→ **GIVEN EXERCISE**
In the notebook text on business records below, which service performs the geocoding, and through which API is it accessed?

==== TEXT

4.39% of the businesses are in this area.


In [21]:
ecb_df.columns

Index(['BUSINESS ACCT#', 'DBA NAME', 'OWNERSHIP TYPE', 'ADDRESS', 'CITY',
       'ZIP', 'STATE', 'BUSINESS PHONE', 'OWNER NAME', 'CREATION DT',
       'START DT', 'EXP DT', 'NAICS', 'ACTIVITY DESC', 'today', 'years',
       'naics_code', 'NAICS Description', 'sector', 'sector_desc', 'zip_code'],
      dtype='object')

## Datetime

It appears datetime types not supported in ESRI driver for shape files, so just leave this alone for now.<br/>

For now it's enough to know that this is how you can convert the string to datetime.  <br/>

I guess if one wants to do some geo-temporal analysis it can just be done on the other side in the geodf.

In [None]:
biz_df.columns

In [None]:
biz_df['CREATION DT'] = pd.to_datetime(biz_df['CREATION DT'])
biz_df['START DT'] = pd.to_datetime(biz_df['START DT'], errors='coerce')
biz_df['EXP DT'] = pd.to_datetime(biz_df['EXP DT'])

In [None]:
biz_df.info()

In [None]:
# build the ecb df again with transformed columns
ecb_df = biz_df.query(f"zip_code in @zips")

In [None]:
ecb_df.info()

## Gecode

Geocoding uses the Nominatim service of OSM via the osmnx api.  The terms of use state one request per second so the wrapper function handles that.<br/>

If you're executing this code be aware of the timing of things and the size of the dataframe you're trying to geocode. <br/>

I have a few examples below

In [27]:
def good_address(addr):
    if addr.find('SUITE') > 0:
        return addr[:addr.find('SUITE')-1]
    else:
        return addr

In [28]:
import time
def geocode_address(row):
    """
    Special function applied to a zip_code transformed row.  
    
    Notes:
      1. nominatim terms of use require one query per sec so we sleep on each iteration.

========
==== RECORD EXCERPTS

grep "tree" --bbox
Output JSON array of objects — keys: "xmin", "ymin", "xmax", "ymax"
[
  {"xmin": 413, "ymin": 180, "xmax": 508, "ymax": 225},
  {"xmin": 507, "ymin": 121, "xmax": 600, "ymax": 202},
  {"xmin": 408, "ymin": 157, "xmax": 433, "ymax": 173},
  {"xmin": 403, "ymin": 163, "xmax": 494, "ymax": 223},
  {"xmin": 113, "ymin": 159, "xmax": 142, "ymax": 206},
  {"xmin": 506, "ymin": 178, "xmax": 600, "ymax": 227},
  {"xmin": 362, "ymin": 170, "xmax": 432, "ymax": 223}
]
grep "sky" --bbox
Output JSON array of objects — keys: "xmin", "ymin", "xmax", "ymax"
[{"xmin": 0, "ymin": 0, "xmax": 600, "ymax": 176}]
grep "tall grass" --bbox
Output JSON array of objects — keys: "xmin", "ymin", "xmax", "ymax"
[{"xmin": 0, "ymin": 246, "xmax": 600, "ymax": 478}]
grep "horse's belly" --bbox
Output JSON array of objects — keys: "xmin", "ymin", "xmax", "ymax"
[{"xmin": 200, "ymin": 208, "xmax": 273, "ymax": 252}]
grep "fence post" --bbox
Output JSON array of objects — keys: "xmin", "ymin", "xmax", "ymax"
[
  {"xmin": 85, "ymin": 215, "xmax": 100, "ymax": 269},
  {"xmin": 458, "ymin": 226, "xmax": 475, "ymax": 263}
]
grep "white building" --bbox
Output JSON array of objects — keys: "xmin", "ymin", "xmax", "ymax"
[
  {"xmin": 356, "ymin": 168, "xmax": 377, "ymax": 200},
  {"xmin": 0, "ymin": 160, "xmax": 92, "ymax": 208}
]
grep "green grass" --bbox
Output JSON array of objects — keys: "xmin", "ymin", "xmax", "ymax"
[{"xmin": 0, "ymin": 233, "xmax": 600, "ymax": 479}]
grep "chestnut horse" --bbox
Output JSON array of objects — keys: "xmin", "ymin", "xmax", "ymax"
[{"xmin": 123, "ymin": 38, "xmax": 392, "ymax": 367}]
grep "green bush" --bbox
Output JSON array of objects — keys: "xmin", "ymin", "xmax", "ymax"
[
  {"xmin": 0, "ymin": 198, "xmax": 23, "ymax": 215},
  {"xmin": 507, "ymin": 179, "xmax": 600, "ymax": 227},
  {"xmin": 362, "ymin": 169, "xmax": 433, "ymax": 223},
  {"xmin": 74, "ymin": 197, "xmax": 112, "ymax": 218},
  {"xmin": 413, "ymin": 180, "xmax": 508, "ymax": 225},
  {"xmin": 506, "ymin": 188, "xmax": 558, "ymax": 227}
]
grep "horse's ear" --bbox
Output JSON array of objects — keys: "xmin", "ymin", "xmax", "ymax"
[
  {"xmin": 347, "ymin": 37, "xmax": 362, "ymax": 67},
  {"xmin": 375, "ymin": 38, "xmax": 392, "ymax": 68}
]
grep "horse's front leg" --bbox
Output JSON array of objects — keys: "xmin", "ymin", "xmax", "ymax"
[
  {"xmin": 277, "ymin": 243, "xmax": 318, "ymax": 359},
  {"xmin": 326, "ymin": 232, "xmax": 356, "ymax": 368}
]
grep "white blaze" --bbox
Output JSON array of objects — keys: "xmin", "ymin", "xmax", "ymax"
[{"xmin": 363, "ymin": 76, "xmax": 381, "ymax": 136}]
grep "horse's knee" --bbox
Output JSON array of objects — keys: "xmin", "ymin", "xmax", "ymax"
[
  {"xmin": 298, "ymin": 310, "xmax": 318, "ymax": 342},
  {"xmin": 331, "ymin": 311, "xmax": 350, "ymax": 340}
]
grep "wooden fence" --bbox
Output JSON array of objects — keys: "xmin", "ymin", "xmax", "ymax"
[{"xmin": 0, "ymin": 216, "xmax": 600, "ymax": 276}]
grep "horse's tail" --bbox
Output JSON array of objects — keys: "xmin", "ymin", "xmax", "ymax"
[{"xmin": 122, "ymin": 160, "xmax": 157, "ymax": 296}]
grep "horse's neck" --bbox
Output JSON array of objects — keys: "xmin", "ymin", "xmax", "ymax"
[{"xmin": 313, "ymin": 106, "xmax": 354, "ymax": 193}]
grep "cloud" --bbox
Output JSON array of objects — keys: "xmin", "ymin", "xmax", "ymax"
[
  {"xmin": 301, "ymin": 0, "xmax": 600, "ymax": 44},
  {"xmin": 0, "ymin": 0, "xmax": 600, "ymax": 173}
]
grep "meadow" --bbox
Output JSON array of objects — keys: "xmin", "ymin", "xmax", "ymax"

========

→ **EXERCISE OUTPUT**
The Nominatim service of OSM, accessed through the osmnx API.